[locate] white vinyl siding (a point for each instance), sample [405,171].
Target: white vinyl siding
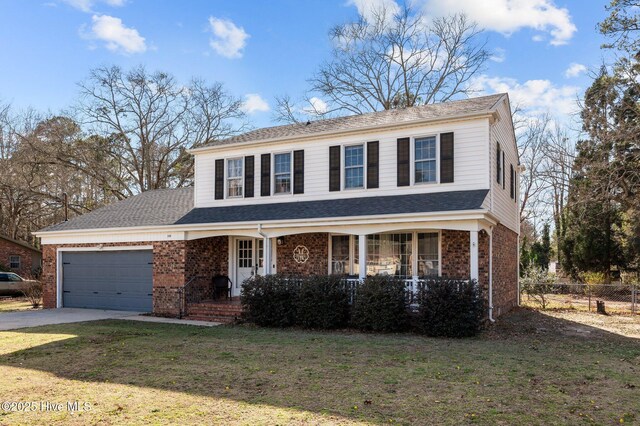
[501,204]
[234,177]
[471,164]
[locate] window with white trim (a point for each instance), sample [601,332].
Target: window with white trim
[340,254]
[282,173]
[354,166]
[428,254]
[14,262]
[389,254]
[425,160]
[234,177]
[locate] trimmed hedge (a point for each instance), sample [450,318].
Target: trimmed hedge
[380,305]
[322,302]
[450,308]
[269,301]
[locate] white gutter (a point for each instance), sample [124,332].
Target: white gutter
[491,113]
[491,275]
[346,220]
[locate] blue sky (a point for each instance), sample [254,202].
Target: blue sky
[260,49]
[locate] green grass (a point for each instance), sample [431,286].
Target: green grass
[531,369]
[13,304]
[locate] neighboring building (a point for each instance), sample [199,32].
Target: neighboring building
[429,190]
[19,257]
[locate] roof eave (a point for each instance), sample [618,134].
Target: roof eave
[470,214]
[490,113]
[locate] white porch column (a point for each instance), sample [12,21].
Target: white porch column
[473,255]
[267,256]
[362,255]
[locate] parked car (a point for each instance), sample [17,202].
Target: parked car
[12,284]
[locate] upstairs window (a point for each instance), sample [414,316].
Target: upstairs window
[234,178]
[425,160]
[354,166]
[14,262]
[282,173]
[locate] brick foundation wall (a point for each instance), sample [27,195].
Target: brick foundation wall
[318,245]
[505,270]
[28,258]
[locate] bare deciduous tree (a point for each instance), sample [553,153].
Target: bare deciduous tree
[395,60]
[148,121]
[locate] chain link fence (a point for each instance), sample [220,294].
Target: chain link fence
[611,298]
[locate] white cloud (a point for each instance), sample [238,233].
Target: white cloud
[370,9]
[87,5]
[117,37]
[533,96]
[317,107]
[509,16]
[254,103]
[575,70]
[498,55]
[229,40]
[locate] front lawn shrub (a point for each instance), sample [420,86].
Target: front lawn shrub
[380,304]
[322,302]
[269,301]
[450,308]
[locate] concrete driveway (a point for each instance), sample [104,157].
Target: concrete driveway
[23,319]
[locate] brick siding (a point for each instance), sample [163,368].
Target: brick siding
[318,245]
[28,258]
[505,270]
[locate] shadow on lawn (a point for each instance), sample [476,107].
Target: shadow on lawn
[404,377]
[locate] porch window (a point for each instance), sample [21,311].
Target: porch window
[282,173]
[340,256]
[428,257]
[354,166]
[425,160]
[234,177]
[389,254]
[14,262]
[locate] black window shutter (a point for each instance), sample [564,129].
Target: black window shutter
[248,176]
[334,168]
[219,184]
[446,157]
[298,172]
[265,175]
[504,163]
[404,168]
[498,162]
[512,183]
[373,155]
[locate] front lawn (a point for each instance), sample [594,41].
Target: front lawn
[533,368]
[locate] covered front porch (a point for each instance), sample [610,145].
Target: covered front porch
[411,251]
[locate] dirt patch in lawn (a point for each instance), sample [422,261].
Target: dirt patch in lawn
[12,304]
[531,367]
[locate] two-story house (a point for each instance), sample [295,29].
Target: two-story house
[422,191]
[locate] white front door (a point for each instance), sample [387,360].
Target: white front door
[249,261]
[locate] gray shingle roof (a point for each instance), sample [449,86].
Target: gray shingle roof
[174,207]
[354,122]
[159,207]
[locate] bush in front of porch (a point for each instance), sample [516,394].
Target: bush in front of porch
[381,303]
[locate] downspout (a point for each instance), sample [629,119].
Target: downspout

-----

■ EXERCISE DETAILS: Your answer must be the lines above from the one containing "Target: trimmed hedge" to the one containing "[locate] neighboring building", both included, restated word for word.

■ TASK RESULT:
Target: trimmed hedge
[380,305]
[322,302]
[450,308]
[269,301]
[locate] white gutter (a point for each instance), sample [124,332].
Target: white gutter
[491,113]
[491,275]
[346,220]
[locate] blue sky (a point for each instance), sample [254,202].
Target: blue sky
[260,49]
[locate] green grass (a point for each instance), sample [431,286].
Target: green grass
[531,369]
[13,304]
[locate] neighboring building (a point for each instance), sample [199,32].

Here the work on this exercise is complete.